ITS 305 - Security Policies and Auditing

Chapter 13, IT Security Policy Implementations
Chapter 14, IT Security Policy Enforcement


This lesson covers chapters 13 and 14. It discusses implementing policies and holding employees accountable for following them. Objectives important to this lesson:

  1. Implementation processes
  2. Target state
  3. Good policy language
  4. Employee training
  5. Implementation issues

  6. Enforcing policies
  7. Monitoring employees
  8. Security policies and laws
  9. Accountability


Chapter 13

Implementation processes

The chapter starts by introducing a flow chart on page 365 that displays an idealized path to take to the implementation of a new or changed policy. As we have seen before, the author is foreshadowing the goal. We need to walk through the rest of the chapter to understand what happens in each step.

Target State

The text describes the target state as the state we wish to achieve when we have implemented the new/changed policy. In order to understand that state, we should explain our current state in terms of:

  • our business risks that the policy will reduce
  • the threat vectors that will be detected, reduced, or eliminated by the policy
  • the state of compliance with laws and regulations that the policy will provide to us

As the text explains, this section of the process is meant to convince those who see and hear it, typically the executive whose buy in we need, that we are doing the right thing for our organization.

### Short exercise 1:
Identify each line of the records that contains the string "stone", and copy those lines.
The lesson notes above have no connection to the records that come after them.

### Information shown:
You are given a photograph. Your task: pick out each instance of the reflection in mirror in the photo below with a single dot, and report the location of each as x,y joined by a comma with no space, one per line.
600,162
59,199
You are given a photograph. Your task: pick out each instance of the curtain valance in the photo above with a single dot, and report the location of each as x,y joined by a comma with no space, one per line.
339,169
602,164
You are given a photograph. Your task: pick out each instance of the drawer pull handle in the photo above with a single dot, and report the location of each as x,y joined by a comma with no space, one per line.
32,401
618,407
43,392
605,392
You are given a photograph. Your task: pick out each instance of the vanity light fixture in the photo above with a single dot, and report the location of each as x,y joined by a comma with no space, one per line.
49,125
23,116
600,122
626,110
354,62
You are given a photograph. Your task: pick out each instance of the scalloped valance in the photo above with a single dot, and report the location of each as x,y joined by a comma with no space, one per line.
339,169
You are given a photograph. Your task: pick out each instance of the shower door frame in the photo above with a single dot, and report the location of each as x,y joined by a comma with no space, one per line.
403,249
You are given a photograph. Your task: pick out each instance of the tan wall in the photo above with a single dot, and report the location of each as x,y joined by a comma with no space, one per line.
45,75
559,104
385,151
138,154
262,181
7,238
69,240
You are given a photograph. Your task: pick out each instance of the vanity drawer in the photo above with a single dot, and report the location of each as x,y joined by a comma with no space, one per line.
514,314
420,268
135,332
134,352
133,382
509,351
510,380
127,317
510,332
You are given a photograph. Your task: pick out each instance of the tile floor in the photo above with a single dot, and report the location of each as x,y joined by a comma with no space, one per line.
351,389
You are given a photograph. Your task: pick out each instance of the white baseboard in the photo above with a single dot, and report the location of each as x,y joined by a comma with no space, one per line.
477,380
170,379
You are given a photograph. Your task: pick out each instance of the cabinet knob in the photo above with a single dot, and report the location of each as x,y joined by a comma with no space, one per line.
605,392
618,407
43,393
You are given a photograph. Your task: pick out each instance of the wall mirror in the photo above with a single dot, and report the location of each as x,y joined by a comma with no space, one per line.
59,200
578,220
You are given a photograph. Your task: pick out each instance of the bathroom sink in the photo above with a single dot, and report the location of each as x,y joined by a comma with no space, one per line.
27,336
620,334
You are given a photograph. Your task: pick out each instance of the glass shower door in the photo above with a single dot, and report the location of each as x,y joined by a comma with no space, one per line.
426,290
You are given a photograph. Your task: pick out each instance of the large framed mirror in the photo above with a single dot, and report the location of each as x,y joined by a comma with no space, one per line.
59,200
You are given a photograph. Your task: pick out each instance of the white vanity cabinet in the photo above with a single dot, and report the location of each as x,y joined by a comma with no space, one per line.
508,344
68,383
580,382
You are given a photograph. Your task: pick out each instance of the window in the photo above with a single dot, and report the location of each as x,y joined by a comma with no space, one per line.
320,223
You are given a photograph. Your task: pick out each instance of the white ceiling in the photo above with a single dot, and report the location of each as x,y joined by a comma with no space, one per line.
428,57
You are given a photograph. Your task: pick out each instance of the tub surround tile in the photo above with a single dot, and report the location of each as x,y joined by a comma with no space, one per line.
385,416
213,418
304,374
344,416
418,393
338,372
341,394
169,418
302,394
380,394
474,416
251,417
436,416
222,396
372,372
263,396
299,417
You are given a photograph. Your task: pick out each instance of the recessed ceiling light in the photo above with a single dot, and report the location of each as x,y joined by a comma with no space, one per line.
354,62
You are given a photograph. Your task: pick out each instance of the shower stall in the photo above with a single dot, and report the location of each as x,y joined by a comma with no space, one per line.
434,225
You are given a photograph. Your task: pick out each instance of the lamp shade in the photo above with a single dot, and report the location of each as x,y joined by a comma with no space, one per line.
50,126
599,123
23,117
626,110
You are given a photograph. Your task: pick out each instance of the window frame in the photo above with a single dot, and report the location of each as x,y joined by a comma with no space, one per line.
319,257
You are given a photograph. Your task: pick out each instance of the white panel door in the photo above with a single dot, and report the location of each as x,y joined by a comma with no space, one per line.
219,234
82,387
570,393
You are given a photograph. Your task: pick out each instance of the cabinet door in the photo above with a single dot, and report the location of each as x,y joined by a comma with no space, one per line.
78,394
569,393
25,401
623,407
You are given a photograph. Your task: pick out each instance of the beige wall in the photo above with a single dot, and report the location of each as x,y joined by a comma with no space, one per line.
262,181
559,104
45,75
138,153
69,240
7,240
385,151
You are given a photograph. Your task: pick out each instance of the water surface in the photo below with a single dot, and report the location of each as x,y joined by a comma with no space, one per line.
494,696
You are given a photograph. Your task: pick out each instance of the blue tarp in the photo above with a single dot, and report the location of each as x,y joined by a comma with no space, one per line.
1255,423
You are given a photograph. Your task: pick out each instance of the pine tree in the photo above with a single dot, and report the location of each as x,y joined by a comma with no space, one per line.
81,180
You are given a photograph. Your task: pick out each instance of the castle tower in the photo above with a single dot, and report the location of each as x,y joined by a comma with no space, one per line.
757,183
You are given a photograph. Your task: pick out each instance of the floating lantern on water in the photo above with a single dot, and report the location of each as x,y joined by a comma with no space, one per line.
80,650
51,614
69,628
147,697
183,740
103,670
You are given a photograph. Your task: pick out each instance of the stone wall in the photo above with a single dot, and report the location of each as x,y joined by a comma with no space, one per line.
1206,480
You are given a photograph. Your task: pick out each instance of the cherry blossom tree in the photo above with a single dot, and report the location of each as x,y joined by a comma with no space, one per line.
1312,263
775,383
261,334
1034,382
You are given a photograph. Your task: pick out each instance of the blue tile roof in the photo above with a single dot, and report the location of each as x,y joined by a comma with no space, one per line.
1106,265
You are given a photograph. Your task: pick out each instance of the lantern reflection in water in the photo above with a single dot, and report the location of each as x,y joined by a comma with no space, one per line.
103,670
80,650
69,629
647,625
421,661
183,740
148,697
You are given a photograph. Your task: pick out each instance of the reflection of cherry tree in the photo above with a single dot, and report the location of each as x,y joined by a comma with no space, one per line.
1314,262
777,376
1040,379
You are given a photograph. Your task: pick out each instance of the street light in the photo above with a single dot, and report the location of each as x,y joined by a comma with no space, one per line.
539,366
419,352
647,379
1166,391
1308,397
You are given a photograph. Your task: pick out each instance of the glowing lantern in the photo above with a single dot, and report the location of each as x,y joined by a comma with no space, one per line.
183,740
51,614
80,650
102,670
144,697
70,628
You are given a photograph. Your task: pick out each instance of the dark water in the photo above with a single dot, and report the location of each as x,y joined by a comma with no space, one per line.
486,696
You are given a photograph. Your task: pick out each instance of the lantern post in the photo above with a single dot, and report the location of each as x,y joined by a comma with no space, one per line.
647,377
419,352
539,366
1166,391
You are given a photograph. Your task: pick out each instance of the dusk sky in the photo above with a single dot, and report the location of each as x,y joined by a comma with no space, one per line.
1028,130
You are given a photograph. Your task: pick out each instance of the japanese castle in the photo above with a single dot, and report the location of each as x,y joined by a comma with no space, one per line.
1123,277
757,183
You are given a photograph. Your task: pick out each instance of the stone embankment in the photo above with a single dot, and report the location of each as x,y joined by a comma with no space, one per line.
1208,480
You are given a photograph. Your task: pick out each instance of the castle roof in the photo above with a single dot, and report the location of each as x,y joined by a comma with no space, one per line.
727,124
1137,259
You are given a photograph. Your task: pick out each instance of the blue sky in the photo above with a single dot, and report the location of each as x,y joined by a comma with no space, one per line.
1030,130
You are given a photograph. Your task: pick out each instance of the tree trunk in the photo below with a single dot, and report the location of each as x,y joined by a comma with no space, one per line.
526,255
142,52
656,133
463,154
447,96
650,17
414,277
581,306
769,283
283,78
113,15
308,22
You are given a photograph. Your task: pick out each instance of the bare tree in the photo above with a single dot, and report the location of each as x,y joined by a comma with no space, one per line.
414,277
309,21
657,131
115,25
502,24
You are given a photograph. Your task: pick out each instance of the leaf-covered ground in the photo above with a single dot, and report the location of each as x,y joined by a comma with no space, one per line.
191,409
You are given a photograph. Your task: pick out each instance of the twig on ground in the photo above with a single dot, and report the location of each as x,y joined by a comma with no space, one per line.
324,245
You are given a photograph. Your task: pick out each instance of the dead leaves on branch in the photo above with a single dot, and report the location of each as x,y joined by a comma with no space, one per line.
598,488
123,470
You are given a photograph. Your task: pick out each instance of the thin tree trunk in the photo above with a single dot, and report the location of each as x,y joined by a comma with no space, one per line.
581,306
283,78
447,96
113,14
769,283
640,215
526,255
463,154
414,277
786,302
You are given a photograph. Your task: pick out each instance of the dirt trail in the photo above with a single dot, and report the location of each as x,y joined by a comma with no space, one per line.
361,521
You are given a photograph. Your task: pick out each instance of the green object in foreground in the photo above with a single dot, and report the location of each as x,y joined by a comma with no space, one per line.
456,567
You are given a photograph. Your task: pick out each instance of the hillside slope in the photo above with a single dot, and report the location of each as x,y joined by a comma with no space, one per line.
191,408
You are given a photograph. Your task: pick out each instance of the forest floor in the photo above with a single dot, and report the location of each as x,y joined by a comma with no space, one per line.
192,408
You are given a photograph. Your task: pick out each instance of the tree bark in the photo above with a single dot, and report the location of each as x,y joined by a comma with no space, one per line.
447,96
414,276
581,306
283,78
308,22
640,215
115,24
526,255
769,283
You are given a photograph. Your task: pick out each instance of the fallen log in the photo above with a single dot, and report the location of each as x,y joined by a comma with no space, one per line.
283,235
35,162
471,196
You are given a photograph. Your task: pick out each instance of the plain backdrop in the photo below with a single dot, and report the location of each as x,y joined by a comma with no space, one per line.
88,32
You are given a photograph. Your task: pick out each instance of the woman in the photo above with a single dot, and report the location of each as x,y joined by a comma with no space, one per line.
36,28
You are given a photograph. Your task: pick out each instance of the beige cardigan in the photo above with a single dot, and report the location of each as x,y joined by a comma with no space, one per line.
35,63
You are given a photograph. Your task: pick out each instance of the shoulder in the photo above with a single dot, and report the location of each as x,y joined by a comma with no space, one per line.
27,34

### Short exercise 2:
According to the lesson notes on security policy, what three things should the current state be explained in terms of? List them.

### Written answer 1:
You are given a photograph. Your task: pick out each instance of the stone wall in the photo above with a single dot, and report the location of each as x,y joined by a comma with no space, one per line.
You are given a photograph. Your task: pick out each instance of the stone embankment in the photo above with a single dot, and report the location of each as x,y joined by a comma with no space, one per line.

### Written answer 2:
- Our business risks that the policy will reduce
- The threat vectors that will be detected, reduced, or eliminated by the policy
- The state of compliance with laws and regulations that the policy will provide to us